Give the records below as a JSON list of strings, one string per line and no blank lines, for the stretch from the start through the line that contains "(804, 1086)". Leave the pictures out of the list.

##### Extracted material #####

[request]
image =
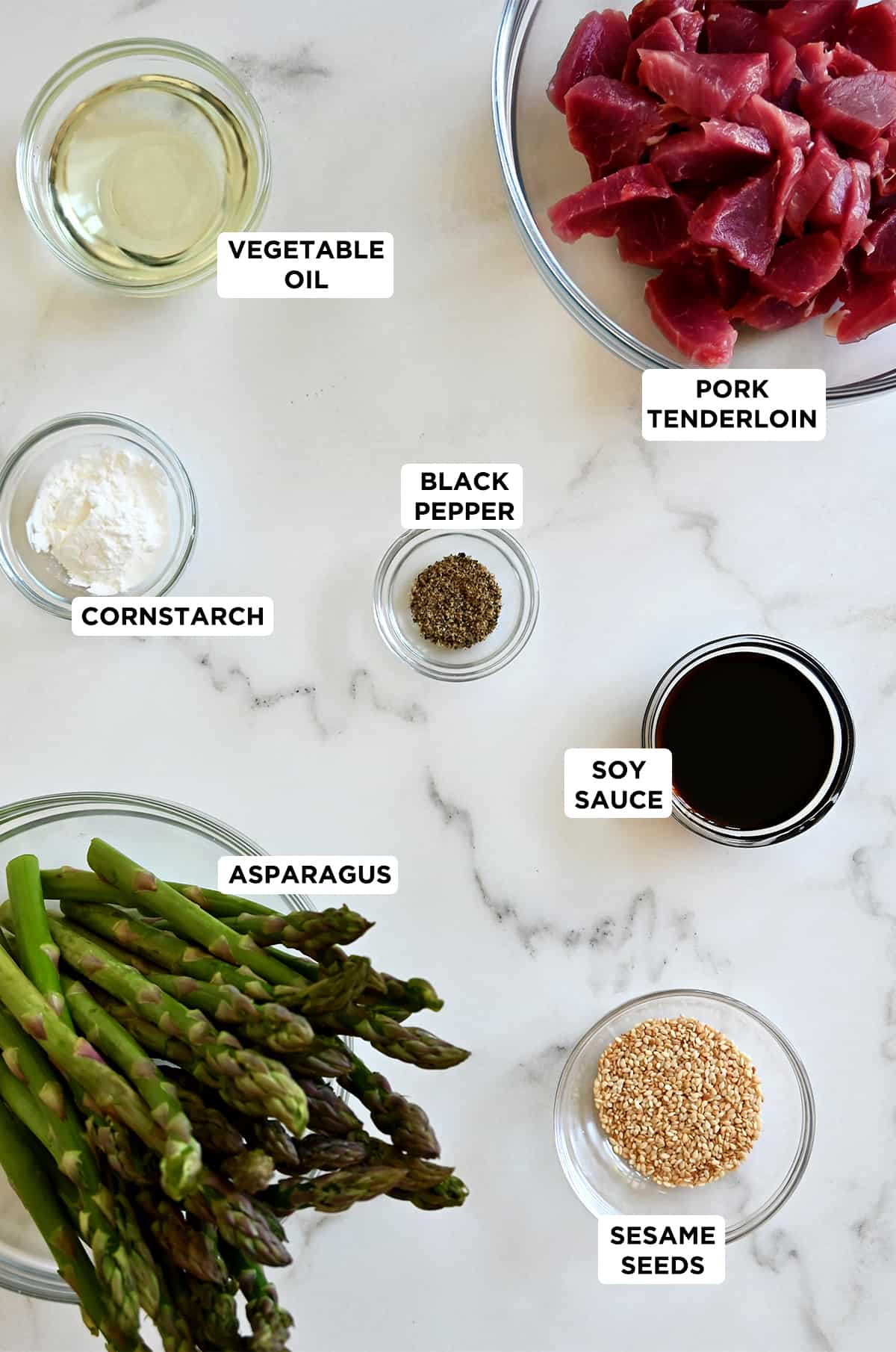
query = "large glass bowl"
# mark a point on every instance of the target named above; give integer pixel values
(602, 292)
(168, 839)
(749, 1195)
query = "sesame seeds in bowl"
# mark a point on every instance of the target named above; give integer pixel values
(738, 1090)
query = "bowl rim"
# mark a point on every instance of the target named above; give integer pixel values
(383, 610)
(16, 1277)
(99, 56)
(514, 23)
(155, 445)
(804, 1086)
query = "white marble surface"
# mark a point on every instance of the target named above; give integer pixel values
(293, 421)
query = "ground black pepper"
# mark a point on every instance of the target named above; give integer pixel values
(455, 602)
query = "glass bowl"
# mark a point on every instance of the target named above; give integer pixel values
(749, 1195)
(85, 76)
(40, 576)
(602, 292)
(508, 564)
(167, 837)
(844, 748)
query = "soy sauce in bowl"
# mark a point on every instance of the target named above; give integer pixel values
(760, 734)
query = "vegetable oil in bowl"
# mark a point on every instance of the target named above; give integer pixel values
(146, 172)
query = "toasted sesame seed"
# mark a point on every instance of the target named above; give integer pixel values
(679, 1101)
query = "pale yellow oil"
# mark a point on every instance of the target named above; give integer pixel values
(148, 172)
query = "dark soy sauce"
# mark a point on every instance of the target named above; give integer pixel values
(752, 739)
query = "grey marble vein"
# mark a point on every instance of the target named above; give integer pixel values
(235, 676)
(281, 72)
(364, 690)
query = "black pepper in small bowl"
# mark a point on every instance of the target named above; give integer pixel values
(455, 602)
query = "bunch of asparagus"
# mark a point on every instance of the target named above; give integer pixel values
(175, 1081)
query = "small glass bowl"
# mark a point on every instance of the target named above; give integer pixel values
(588, 279)
(508, 564)
(841, 722)
(749, 1195)
(80, 78)
(175, 841)
(40, 576)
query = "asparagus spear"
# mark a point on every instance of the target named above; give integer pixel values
(326, 1058)
(255, 1076)
(38, 953)
(28, 1063)
(210, 1310)
(172, 1327)
(448, 1193)
(93, 961)
(391, 1113)
(248, 1082)
(30, 1181)
(270, 1323)
(80, 1061)
(211, 1126)
(165, 949)
(333, 1191)
(96, 1212)
(311, 931)
(415, 1046)
(146, 1280)
(119, 1046)
(272, 1025)
(222, 905)
(61, 883)
(148, 894)
(275, 1140)
(322, 1153)
(250, 1171)
(215, 1202)
(191, 1247)
(327, 1113)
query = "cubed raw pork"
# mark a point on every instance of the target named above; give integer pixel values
(812, 21)
(599, 46)
(595, 210)
(719, 152)
(691, 317)
(747, 220)
(802, 267)
(854, 108)
(706, 85)
(879, 245)
(872, 34)
(612, 123)
(871, 306)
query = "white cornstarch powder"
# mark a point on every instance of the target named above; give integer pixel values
(103, 517)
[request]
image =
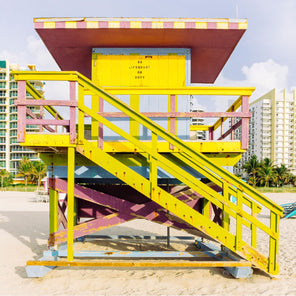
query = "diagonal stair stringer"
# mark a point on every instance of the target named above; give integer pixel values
(171, 203)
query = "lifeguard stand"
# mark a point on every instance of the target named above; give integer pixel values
(123, 151)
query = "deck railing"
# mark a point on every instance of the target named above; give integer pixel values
(237, 200)
(238, 113)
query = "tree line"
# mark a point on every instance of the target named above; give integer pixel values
(31, 171)
(265, 173)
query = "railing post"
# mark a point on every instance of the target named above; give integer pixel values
(239, 221)
(21, 111)
(80, 114)
(232, 124)
(273, 243)
(211, 133)
(172, 120)
(225, 216)
(71, 201)
(72, 113)
(40, 117)
(153, 166)
(245, 123)
(53, 210)
(134, 125)
(101, 126)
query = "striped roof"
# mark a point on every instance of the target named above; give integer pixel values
(71, 40)
(137, 23)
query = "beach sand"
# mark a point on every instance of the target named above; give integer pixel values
(23, 236)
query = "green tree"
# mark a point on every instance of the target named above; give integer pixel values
(38, 171)
(4, 174)
(282, 175)
(25, 169)
(266, 172)
(252, 167)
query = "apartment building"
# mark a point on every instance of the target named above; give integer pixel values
(272, 132)
(10, 151)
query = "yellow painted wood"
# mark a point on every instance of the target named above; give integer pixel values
(239, 224)
(162, 146)
(253, 227)
(80, 114)
(94, 123)
(141, 263)
(200, 127)
(188, 90)
(134, 125)
(273, 243)
(187, 155)
(53, 211)
(225, 215)
(70, 210)
(47, 140)
(206, 208)
(138, 70)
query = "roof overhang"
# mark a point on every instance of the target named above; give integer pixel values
(70, 40)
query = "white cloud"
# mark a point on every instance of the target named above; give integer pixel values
(34, 52)
(263, 75)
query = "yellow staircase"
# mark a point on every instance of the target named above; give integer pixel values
(239, 202)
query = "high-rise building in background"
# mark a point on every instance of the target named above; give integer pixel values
(272, 132)
(10, 151)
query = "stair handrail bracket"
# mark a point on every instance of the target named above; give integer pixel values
(230, 186)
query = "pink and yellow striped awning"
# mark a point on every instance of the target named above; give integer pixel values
(70, 40)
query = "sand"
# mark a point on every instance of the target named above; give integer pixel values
(23, 236)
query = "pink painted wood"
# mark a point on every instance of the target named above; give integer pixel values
(48, 122)
(72, 113)
(232, 124)
(101, 127)
(34, 116)
(21, 112)
(149, 211)
(245, 124)
(173, 115)
(230, 131)
(46, 103)
(211, 133)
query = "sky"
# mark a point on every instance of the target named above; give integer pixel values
(264, 57)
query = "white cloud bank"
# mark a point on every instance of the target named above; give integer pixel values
(263, 75)
(34, 52)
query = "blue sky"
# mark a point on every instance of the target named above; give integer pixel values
(264, 58)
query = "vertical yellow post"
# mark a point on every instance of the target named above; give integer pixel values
(206, 208)
(80, 114)
(273, 243)
(53, 211)
(172, 121)
(134, 126)
(239, 221)
(153, 166)
(225, 216)
(253, 227)
(94, 123)
(70, 221)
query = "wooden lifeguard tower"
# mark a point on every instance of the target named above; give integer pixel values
(122, 151)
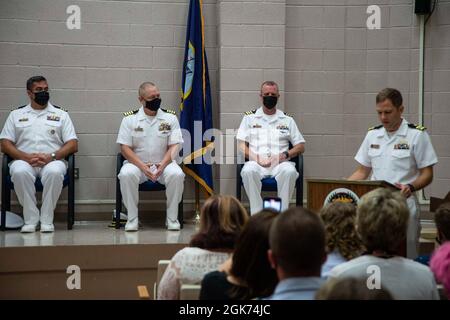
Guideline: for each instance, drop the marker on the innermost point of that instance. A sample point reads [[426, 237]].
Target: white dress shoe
[[28, 228], [47, 227], [132, 225], [172, 225]]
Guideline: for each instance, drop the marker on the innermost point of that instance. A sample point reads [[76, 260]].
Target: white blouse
[[188, 266]]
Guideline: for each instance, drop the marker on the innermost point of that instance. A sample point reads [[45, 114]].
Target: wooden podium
[[341, 190]]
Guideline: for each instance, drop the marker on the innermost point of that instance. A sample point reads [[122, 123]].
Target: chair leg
[[6, 205], [71, 205], [3, 214], [118, 203], [181, 213], [8, 199]]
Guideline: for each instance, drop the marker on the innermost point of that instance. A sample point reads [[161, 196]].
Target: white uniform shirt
[[397, 158], [271, 135], [38, 131], [148, 138]]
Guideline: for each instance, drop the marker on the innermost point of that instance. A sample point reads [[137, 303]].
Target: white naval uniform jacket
[[269, 135], [36, 131]]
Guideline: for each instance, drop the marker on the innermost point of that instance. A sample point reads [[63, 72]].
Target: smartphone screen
[[272, 203]]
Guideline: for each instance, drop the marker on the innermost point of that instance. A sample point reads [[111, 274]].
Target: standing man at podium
[[400, 153]]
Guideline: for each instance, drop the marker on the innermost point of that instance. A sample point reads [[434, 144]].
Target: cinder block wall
[[335, 66], [328, 64]]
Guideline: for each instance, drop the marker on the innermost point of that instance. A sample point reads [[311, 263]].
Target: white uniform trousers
[[131, 177], [284, 173], [23, 175], [413, 232]]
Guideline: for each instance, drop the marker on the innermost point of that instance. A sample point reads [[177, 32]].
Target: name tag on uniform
[[164, 126], [282, 127], [53, 118]]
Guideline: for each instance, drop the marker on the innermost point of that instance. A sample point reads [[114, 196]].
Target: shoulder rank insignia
[[169, 111], [131, 112], [164, 126], [57, 107], [247, 113], [376, 127], [415, 126], [282, 127]]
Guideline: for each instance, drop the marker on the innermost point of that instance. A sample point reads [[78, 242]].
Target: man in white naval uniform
[[400, 153], [38, 137], [264, 136], [149, 139]]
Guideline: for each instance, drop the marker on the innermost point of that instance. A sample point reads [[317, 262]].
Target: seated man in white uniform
[[264, 136], [38, 137], [400, 153], [149, 139]]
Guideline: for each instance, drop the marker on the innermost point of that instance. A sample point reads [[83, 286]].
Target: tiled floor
[[98, 233]]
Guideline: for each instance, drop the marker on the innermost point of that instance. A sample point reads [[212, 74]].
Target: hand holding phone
[[273, 203]]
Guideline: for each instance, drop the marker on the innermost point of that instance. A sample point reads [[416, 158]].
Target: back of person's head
[[297, 243], [442, 219], [440, 266], [222, 218], [250, 264], [350, 289], [382, 220], [339, 220]]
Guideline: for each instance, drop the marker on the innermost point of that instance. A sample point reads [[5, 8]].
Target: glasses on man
[[40, 89]]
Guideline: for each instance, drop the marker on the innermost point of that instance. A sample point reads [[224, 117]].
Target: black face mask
[[153, 105], [270, 101], [41, 98]]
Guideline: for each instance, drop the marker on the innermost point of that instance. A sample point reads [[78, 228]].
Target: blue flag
[[196, 98]]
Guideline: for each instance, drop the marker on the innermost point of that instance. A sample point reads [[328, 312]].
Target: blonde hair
[[382, 220], [221, 221], [339, 220]]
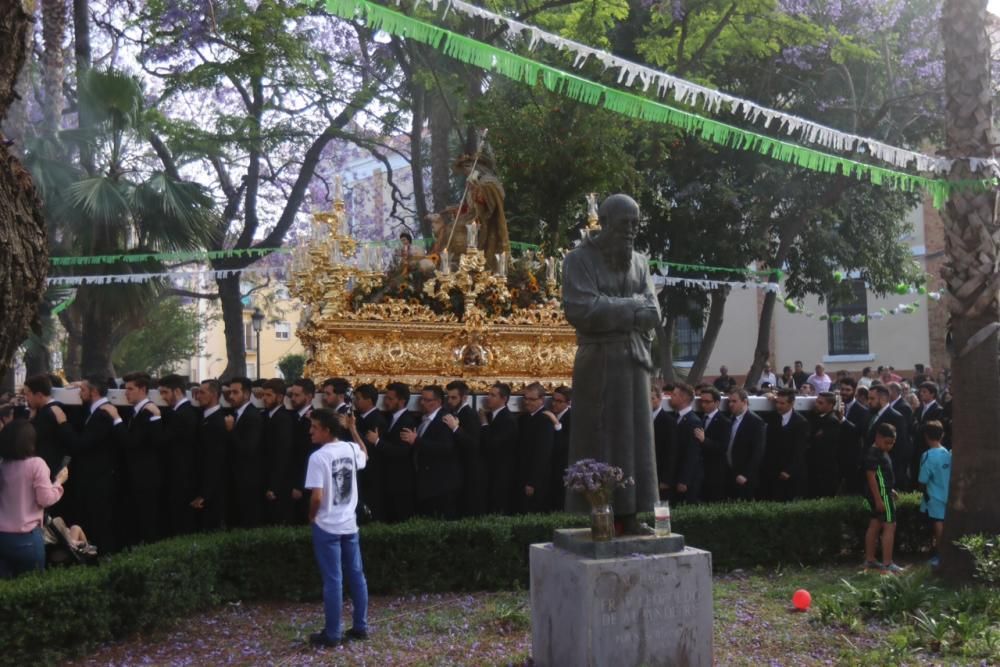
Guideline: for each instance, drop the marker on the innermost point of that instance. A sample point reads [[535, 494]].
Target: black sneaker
[[320, 639]]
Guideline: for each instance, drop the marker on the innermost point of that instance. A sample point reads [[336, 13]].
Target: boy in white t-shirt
[[332, 475]]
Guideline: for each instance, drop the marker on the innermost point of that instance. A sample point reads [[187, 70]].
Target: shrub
[[67, 611], [985, 551]]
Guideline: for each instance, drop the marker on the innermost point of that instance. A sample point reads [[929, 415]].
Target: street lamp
[[257, 322]]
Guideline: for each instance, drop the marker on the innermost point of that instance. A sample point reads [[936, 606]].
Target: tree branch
[[176, 291], [162, 152]]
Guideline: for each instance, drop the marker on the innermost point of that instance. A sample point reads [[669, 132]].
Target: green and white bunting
[[530, 72]]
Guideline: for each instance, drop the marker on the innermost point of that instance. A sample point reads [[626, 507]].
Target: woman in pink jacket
[[25, 492]]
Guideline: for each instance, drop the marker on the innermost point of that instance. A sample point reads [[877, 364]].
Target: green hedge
[[68, 610]]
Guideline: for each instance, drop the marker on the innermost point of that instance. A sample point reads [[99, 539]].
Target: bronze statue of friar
[[608, 297]]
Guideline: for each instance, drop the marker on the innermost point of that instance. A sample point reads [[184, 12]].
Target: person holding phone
[[25, 492]]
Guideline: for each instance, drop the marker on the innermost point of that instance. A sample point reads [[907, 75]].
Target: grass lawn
[[755, 624]]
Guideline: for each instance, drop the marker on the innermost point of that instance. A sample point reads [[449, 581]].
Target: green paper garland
[[520, 68]]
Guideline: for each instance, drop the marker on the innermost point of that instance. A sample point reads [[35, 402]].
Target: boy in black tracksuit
[[879, 497]]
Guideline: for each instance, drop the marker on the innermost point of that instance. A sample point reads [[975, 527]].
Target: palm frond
[[101, 199], [111, 96], [172, 214]]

#####

The result =
[
  "[request]",
  "image =",
  "query = \"large glass bowl\"",
  "# mark a point on every instance of the target named above; give integer pixel values",
  "(602, 292)",
  "(168, 839)",
  "(749, 1195)",
  "query = \"sesame seeds in bowl\"",
  "# mark a point on every instance of the target named above; give integer pixel values",
  "(738, 1090)",
  "query = \"bowl rim\"",
  "# mark a point on every instance of the target named above; give integer pixel values",
  "(383, 610)",
  "(16, 1277)",
  "(99, 56)",
  "(514, 23)",
  "(155, 445)",
  "(804, 1086)"
]